* **Set problem 1**: Echo the rows from the line containing "In this exercise you will annotate the ancient" up to and including the last line of the rows, without altering anything. Leave the pictures out of your answer.

** START OF Passage provided **

Among the many Japanese words for describing different kinds of beauty that I wish could make it to the Oxford English Dictionary someday, high on my list are the below three words:
1) Beauty in Madness – kyouki-bi [狂気美]
The word kyouki-bi [狂気美] is comprised of kyouki [狂気] meaning ‘madness’ and bi [美] meaning ‘beauty’. It is not a word you would find readily defined in a dictionary although it is used quite frequently. Personally I would define it as:
The strange and demonic beauty of madness, lunacy and all manner of mental infirmities, usually accompanied by:
- an intense yearning or obsession for ‘purity,’ ‘perfection’ or ‘ideal’
- a refusal to compromise with ‘impurity’ and ‘imperfection’
- a readiness for death and destruction.

** END OF Passage provided **
** START OF Stored rows **

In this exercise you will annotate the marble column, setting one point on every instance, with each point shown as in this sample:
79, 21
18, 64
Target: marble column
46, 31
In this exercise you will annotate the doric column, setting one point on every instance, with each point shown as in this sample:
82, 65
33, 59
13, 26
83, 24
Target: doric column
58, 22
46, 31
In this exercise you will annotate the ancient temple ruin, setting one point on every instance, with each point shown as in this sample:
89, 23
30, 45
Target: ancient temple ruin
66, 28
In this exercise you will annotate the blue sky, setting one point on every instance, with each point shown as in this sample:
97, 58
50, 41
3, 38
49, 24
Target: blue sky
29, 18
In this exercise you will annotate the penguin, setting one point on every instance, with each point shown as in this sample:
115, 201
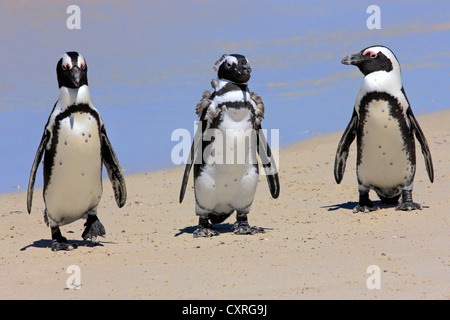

** END OF Stored rows **

* **Set problem 2**: Duplicate the passage on Japanese words for beauty in full, keeping every character as it stands.

* **Reply 1**:
In this exercise you will annotate the ancient temple ruin, setting one point on every instance, with each point shown as in this sample:
89, 23
30, 45
Target: ancient temple ruin
66, 28
In this exercise you will annotate the blue sky, setting one point on every instance, with each point shown as in this sample:
97, 58
50, 41
3, 38
49, 24
Target: blue sky
29, 18
In this exercise you will annotate the penguin, setting one point on every instance, with each point shown as in this sample:
115, 201

* **Reply 2**:
Among the many Japanese words for describing different kinds of beauty that I wish could make it to the Oxford English Dictionary someday, high on my list are the below three words:
1) Beauty in Madness – kyouki-bi [狂気美]
The word kyouki-bi [狂気美] is comprised of kyouki [狂気] meaning ‘madness’ and bi [美] meaning ‘beauty’. It is not a word you would find readily defined in a dictionary although it is used quite frequently. Personally I would define it as:
The strange and demonic beauty of madness, lunacy and all manner of mental infirmities, usually accompanied by:
- an intense yearning or obsession for ‘purity,’ ‘perfection’ or ‘ideal’
- a refusal to compromise with ‘impurity’ and ‘imperfection’
- a readiness for death and destruction.